III «Финнеганов помин»

III

«Финнеганов помин»

Scriptorum tanta barbaries est, et tantis vitiis spurcissimus sermo confusus, ut nec quid loquatur, nec quibus arguments velit probare quod loquitur, potuerim intelligere. Totus enim tumet, totus jacet: attollit se per singula, et quasi debilitatus coluber, in ipso conatu frangitur. Non est contentus nostro, id est, humano more loqui, altius quiddam aggreditur. (…) Praeterea sic involvit omnia et quibusdam inextricabilibus nodis universa perturbat, ut illud Plautinarum litterarum ei possit aptari: «Has quidem praeter Sibyllam leget nemo». (…) Rogo, quae sunt haec portenta verborum? (…) Totum incipit, totum pendet ex altero: nescias quid cui cohaereat (…) et reliquus sermo omni materiae convenit, quia nulli convenit.

S. Hieronymus. Adversus Iovinianum, I[297]

Казалось, «Улисс» нарушил все границы техники романа – но «Финнеганов помин» преодолевает эти границы, выходя за все пределы мыслимого. Казалось, в «Улиссе» язык показал все, на что он способен, – но «Финнеганов помин» выводит язык за все мыслимые пределы податливости и «проводимости». Казалось, «Улисс» был самой дерзновенной попыткой придать некий облик хаосу – а «Финнеганов помин» сам определяет себя как chaosmos[298] и micrоchasm[299] и по своей формальной зыбкости и семантической двусмысленности представляет собою самый ужасающий документ из всех нам известных.

**ИСХОДНЫЕ ДАННЫЕ:**
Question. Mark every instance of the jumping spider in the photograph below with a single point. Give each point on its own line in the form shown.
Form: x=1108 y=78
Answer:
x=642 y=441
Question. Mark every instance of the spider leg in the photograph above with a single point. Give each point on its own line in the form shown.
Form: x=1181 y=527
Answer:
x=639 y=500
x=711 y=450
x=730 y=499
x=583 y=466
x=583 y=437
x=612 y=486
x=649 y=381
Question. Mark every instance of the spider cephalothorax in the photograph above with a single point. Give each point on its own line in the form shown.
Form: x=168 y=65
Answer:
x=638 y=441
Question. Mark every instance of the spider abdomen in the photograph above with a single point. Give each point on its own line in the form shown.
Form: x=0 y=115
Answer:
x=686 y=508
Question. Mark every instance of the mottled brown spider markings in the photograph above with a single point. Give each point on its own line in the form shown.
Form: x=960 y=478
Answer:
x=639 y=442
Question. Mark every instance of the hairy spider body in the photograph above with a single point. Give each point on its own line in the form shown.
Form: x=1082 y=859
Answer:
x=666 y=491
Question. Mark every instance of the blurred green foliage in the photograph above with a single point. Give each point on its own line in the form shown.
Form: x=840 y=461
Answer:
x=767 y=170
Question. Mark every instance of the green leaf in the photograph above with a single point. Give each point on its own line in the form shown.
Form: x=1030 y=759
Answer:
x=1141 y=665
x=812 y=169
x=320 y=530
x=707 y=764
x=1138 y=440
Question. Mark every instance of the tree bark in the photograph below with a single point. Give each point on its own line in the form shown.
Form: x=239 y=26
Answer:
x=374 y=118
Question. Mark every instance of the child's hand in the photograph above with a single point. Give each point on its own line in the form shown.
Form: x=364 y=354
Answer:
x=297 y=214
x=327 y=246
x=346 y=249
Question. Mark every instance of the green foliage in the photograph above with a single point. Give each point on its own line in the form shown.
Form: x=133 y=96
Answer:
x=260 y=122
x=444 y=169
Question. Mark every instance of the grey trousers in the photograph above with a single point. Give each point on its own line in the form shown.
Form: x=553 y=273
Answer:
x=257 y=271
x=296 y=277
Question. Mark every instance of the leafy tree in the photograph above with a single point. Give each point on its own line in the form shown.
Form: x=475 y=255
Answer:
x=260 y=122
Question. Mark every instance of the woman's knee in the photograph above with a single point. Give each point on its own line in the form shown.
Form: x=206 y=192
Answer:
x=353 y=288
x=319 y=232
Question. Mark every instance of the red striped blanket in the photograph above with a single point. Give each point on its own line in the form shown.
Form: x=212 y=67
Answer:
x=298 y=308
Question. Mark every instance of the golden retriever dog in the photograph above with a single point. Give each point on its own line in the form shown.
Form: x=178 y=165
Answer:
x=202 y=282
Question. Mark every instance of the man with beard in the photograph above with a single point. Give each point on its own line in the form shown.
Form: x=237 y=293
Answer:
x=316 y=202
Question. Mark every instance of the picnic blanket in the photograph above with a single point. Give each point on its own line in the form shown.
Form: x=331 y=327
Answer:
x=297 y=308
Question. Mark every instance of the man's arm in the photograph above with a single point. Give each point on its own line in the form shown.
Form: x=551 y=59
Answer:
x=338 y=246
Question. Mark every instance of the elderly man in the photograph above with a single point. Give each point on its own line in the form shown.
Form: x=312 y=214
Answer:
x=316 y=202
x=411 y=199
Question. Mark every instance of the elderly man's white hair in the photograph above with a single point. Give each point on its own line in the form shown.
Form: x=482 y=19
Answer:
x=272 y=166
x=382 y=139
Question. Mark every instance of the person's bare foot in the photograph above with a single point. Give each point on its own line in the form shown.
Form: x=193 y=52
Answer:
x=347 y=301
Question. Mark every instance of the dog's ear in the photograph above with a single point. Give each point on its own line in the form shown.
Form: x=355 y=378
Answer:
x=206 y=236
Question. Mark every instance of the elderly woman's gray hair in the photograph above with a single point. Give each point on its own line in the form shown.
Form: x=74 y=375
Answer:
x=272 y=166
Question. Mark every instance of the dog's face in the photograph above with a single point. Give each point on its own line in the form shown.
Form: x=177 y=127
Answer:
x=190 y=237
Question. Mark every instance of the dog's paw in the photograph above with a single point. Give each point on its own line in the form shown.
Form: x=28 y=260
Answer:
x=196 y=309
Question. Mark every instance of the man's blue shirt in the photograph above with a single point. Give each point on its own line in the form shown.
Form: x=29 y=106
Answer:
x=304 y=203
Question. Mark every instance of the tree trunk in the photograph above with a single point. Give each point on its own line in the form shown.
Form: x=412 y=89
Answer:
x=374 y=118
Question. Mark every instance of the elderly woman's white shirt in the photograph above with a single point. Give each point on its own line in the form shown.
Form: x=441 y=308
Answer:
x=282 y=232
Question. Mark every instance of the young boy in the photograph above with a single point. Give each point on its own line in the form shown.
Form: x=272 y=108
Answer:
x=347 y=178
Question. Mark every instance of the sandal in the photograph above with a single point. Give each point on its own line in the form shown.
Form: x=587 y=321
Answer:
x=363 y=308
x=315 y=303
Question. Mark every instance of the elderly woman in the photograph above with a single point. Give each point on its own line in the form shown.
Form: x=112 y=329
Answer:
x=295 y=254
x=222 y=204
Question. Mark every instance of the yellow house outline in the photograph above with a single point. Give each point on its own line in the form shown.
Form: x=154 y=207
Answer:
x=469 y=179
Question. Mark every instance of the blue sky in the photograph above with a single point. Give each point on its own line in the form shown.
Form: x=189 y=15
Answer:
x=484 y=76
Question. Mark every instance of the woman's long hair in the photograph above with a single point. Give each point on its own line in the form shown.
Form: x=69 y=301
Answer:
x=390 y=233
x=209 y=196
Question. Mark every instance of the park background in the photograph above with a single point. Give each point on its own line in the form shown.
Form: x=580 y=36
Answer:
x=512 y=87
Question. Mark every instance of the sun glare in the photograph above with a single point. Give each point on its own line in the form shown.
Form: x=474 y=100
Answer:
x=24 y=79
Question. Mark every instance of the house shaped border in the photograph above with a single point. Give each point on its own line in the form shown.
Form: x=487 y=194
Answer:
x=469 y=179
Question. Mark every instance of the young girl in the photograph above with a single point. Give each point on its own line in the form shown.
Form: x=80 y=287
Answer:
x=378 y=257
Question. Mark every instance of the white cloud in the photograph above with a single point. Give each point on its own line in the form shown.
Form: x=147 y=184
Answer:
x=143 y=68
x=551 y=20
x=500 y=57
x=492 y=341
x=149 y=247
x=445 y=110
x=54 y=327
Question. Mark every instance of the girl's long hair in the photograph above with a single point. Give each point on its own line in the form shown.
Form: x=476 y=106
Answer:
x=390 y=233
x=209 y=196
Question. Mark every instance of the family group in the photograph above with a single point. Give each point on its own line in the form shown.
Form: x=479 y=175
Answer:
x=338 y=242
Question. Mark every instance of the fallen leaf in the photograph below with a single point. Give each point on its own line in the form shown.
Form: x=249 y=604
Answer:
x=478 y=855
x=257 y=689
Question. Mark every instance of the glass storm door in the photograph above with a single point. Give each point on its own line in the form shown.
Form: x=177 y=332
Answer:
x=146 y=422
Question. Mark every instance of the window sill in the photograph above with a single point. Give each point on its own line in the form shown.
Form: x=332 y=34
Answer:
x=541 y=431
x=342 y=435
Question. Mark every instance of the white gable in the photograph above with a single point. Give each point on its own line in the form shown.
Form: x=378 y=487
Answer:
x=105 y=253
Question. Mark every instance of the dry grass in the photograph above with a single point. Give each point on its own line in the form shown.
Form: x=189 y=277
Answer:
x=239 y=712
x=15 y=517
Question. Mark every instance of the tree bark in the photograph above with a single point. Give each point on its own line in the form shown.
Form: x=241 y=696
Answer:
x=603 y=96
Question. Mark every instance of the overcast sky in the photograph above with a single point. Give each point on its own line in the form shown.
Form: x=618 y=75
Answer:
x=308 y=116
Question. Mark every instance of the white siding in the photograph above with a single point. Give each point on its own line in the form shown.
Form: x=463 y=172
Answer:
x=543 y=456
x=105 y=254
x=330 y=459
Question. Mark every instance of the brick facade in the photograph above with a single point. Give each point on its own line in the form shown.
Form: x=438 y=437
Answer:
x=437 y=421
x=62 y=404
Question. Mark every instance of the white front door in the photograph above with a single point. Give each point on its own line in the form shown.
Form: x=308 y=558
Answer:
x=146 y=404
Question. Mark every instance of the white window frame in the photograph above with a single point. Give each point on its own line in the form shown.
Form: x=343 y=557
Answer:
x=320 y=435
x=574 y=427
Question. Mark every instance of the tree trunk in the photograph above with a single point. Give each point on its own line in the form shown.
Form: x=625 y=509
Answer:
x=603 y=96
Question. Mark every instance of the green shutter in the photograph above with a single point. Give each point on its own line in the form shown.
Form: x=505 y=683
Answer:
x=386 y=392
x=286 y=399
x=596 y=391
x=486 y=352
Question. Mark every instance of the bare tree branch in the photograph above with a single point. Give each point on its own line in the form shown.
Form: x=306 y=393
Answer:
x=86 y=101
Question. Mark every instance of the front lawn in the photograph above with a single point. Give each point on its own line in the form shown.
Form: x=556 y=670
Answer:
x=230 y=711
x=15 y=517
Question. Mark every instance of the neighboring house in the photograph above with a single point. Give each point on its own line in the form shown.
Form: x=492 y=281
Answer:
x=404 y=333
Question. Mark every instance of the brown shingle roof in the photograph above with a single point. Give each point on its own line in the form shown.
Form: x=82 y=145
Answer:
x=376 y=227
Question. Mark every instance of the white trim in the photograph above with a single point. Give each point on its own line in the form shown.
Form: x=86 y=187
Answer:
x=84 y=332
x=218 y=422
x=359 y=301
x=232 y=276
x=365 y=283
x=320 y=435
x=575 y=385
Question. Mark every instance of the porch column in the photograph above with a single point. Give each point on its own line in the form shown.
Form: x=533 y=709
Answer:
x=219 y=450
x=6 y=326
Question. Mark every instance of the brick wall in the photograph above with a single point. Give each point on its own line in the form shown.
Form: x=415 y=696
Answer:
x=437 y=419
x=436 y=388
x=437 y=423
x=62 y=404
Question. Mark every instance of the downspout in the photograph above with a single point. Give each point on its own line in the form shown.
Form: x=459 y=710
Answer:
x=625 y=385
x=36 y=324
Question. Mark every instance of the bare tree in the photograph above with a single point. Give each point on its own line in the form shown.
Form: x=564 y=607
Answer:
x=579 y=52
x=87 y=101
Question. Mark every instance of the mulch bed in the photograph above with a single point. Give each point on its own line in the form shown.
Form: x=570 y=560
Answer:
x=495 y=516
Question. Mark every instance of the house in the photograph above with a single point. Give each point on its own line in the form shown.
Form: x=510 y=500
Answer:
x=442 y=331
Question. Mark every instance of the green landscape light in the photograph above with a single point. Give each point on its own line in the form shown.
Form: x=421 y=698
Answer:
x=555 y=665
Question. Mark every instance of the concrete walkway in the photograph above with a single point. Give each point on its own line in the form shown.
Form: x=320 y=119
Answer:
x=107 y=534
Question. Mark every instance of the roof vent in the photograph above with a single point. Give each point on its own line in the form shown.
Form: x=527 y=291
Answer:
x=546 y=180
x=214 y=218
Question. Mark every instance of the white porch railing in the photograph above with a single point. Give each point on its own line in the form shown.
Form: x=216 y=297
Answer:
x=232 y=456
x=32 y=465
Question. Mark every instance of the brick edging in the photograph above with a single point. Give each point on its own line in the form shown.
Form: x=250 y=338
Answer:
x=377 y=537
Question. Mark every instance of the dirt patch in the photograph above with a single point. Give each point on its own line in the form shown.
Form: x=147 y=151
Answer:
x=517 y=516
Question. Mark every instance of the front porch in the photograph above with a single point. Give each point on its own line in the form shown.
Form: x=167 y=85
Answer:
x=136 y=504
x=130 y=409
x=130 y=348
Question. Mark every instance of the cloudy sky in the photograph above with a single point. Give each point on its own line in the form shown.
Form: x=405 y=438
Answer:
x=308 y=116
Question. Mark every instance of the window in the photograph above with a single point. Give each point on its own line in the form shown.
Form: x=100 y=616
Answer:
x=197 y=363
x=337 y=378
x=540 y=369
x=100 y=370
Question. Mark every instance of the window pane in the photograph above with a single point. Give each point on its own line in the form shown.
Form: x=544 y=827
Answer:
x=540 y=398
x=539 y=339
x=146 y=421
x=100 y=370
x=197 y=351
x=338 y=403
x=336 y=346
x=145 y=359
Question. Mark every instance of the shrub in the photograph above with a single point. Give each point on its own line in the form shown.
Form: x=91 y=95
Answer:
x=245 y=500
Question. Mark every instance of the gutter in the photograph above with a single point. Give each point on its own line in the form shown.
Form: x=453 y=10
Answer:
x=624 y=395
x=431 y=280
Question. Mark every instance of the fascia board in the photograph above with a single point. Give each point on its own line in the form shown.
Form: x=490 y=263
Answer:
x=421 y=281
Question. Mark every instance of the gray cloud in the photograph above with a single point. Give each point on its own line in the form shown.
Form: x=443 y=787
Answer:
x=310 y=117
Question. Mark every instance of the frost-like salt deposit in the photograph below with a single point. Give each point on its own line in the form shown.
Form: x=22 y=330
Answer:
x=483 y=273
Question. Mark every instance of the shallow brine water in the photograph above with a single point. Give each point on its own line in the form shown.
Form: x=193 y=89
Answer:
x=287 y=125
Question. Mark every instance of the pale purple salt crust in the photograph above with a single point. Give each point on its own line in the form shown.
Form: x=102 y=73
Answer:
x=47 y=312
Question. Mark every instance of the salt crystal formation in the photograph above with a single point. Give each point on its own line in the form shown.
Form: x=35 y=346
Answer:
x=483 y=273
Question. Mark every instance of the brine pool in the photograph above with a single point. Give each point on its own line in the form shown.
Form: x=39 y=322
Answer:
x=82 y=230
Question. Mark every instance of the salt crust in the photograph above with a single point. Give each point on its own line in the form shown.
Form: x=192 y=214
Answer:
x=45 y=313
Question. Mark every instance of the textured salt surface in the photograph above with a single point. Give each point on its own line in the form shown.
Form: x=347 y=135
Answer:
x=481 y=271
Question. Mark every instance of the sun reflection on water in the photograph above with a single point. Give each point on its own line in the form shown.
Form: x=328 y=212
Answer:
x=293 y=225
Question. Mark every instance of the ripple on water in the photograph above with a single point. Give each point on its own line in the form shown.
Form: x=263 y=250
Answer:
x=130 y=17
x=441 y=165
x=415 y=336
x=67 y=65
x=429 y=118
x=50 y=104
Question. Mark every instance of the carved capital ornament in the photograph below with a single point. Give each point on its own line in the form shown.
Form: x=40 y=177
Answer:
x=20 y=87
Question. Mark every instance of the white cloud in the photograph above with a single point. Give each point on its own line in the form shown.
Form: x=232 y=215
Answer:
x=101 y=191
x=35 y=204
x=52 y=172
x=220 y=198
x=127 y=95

**ЗАДАНИЯ И УПРАЖНЕНИЯ:**
1 – С каким романом в отрывке сравнивается «Финнеганов помин»?
2 – Перепишите отрывок от слов «S. Hieronymus. Adversus» до слов «всех нам известных.» включительно, заменив «границы» на «рамки».
3 – Назовите все произведения, названия которых упоминаются в отрывке.

**ОТВЕТЫ К ЗАДАНИЯМ:**
1 – С «Улиссом».

2 –
S. Hieronymus. Adversus Iovinianum, I[297]

Казалось, «Улисс» нарушил все рамки техники романа – но «Финнеганов помин» преодолевает эти рамки, выходя за все пределы мыслимого. Казалось, в «Улиссе» язык показал все, на что он способен, – но «Финнеганов помин» выводит язык за все мыслимые пределы податливости и «проводимости». Казалось, «Улисс» был самой дерзновенной попыткой придать некий облик хаосу – а «Финнеганов помин» сам определяет себя как chaosmos[298] и micrоchasm[299] и по своей формальной зыбкости и семантической двусмысленности представляет собою самый ужасающий документ из всех нам известных.

3 – «Финнеганов помин», «Улисс», «Adversus Iovinianum».